• [Supplied material]
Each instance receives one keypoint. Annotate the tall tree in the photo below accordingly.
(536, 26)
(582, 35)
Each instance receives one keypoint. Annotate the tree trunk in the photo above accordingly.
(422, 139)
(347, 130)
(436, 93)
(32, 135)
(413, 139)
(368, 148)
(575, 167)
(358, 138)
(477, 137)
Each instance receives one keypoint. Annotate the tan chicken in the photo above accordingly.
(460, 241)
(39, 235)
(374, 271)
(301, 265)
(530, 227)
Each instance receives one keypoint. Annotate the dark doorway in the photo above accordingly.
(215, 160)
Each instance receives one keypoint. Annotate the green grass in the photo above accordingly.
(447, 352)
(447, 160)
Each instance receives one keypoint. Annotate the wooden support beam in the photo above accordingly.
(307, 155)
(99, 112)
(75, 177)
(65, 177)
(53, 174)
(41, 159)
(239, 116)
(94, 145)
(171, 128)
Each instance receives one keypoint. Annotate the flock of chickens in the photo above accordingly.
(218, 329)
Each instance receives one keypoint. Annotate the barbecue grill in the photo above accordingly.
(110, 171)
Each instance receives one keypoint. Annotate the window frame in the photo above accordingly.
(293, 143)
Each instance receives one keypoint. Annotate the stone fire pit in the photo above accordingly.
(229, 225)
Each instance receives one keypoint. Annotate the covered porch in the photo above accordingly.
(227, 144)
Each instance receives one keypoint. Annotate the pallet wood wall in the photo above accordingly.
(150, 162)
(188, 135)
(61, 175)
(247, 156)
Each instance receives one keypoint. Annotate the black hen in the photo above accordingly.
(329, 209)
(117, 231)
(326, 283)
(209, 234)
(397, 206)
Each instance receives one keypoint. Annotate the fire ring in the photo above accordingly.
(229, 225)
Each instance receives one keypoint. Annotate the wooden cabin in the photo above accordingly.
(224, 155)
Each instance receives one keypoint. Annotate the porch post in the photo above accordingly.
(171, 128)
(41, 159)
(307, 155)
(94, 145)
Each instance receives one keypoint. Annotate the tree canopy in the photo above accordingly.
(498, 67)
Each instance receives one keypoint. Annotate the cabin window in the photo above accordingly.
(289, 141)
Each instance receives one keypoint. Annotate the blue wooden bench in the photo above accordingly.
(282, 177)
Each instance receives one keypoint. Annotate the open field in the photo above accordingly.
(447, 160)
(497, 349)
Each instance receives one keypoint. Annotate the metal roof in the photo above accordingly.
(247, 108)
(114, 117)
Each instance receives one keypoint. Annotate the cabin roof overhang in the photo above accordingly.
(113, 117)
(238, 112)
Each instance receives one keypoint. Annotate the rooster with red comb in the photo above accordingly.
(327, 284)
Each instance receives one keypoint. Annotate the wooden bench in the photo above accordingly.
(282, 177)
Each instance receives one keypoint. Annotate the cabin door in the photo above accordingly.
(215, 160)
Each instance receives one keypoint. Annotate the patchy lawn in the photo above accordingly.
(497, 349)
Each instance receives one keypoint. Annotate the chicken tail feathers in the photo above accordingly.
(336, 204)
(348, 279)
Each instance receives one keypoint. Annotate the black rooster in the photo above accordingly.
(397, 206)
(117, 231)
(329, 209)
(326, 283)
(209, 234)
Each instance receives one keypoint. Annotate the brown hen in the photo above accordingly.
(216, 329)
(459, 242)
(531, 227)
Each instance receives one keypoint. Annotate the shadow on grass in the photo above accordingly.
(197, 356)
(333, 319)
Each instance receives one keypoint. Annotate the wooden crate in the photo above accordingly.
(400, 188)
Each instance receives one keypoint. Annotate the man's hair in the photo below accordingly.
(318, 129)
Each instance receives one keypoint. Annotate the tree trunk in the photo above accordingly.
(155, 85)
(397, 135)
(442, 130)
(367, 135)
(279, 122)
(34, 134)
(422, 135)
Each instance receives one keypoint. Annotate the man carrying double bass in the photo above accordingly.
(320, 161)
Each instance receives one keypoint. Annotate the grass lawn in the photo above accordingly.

• [Problem to work on] Could you retype every record above exactly as written?

• [Exercise answer]
Each instance receives one keypoint. Annotate the tall tree in the photo below accordingly.
(536, 26)
(582, 35)
Each instance receives one keypoint. Annotate the tree trunk in the photo above accordingly.
(422, 139)
(347, 130)
(436, 93)
(32, 135)
(413, 139)
(368, 148)
(575, 167)
(358, 138)
(477, 137)
Each instance receives one keypoint. Annotate the tan chicken in the photo above accordingly.
(460, 241)
(39, 235)
(374, 271)
(301, 265)
(530, 227)
Each instance receives one keypoint. Annotate the dark doorway in the photo above accordingly.
(215, 160)
Each instance receives one keypoint. Annotate the green grass in the photo above accordingly.
(447, 352)
(447, 160)
Each instance receives one keypoint. Annotate the wooden support beam in the photo above accordingly.
(307, 155)
(99, 112)
(75, 177)
(65, 177)
(53, 174)
(41, 159)
(239, 116)
(94, 145)
(171, 128)
Each instance receives one keypoint. Annotate the flock of chickens in the photo above accordingly.
(218, 329)
Each instance receives one keypoint. Annotate the barbecue grill in the photo above accordingly.
(110, 171)
Each instance receives one keypoint. Annotate the window frame in the photo above accordingly.
(293, 143)
Each instance receives one keypoint. Annotate the stone fire pit in the photo above accordingly.
(229, 225)
Each instance receives one keypoint. Annotate the covered porch in the photo above accordingly.
(227, 144)
Each instance receives one keypoint. Annotate the pallet wood wall in the photo above accordingly.
(150, 162)
(188, 135)
(61, 175)
(247, 156)
Each instance receives one keypoint. Annotate the black hen in the photo above accordingly.
(329, 209)
(117, 231)
(326, 283)
(209, 234)
(397, 206)
Each instance receives one keypoint. Annotate the fire ring in the photo above accordingly.
(229, 225)
Each instance receives one keypoint. Annotate the wooden cabin in the photo above accordingly.
(224, 155)
Each instance receives one keypoint. Annotate the porch post in the photo above accordingly.
(171, 128)
(41, 159)
(307, 155)
(94, 145)
Each instance receives one keypoint. Annotate the tree canopy in the photo above accordingly.
(498, 67)
Each instance receives one keypoint. Annotate the cabin window in the photo above accordingly.
(289, 141)
Each instance receives one keypoint. Annotate the blue wooden bench in the photo above accordingly.
(282, 177)
Each instance receives one keypoint. Annotate the open field in the photo above accordingly.
(447, 160)
(497, 349)
Each instance receives one keypoint. Annotate the metal roof in the photo above accordingly.
(247, 108)
(114, 117)
Each instance receives one keypoint. Annotate the cabin roof overhang in the photo above accordingly.
(113, 117)
(238, 112)
Each instance receives one keypoint. Annotate the rooster with red comb in the photo above accordingly.
(327, 284)
Each instance receives one keypoint. Annotate the wooden bench in the photo above accordingly.
(282, 177)
Each instance receives one keypoint. Annotate the cabin door in the photo above accordingly.
(215, 160)
Each instance receives one keypoint. Annotate the patchy lawn in the photo above accordingly.
(497, 349)
Each instance receives one keypoint. Annotate the chicken tail feathers in the photo above accordingly.
(336, 204)
(348, 279)
Each instance receives one keypoint. Annotate the black rooster in the photo above accordingly.
(397, 206)
(117, 231)
(329, 209)
(326, 283)
(209, 234)
Each instance receives one keypoint. Annotate the brown hen in the photo above accordingly.
(216, 329)
(459, 242)
(531, 227)
Each instance receives one keypoint. Annotate the shadow on grass in the photo above accordingly.
(197, 356)
(333, 319)
Each instance receives one keypoint. Annotate the wooden crate in the photo above accordingly.
(400, 188)
Each instance receives one keypoint. Annotate the man's hair in the photo below accordingly.
(318, 129)
Each instance receives one keypoint. Annotate the tree trunk in the photo above accordingly.
(155, 85)
(397, 135)
(442, 130)
(367, 135)
(279, 122)
(34, 134)
(422, 135)
Each instance receives one keypoint. Annotate the man carrying double bass in the photo above accordingly.
(320, 161)
Each instance receives one keypoint. Annotate the grass lawn in the photo above accordingly.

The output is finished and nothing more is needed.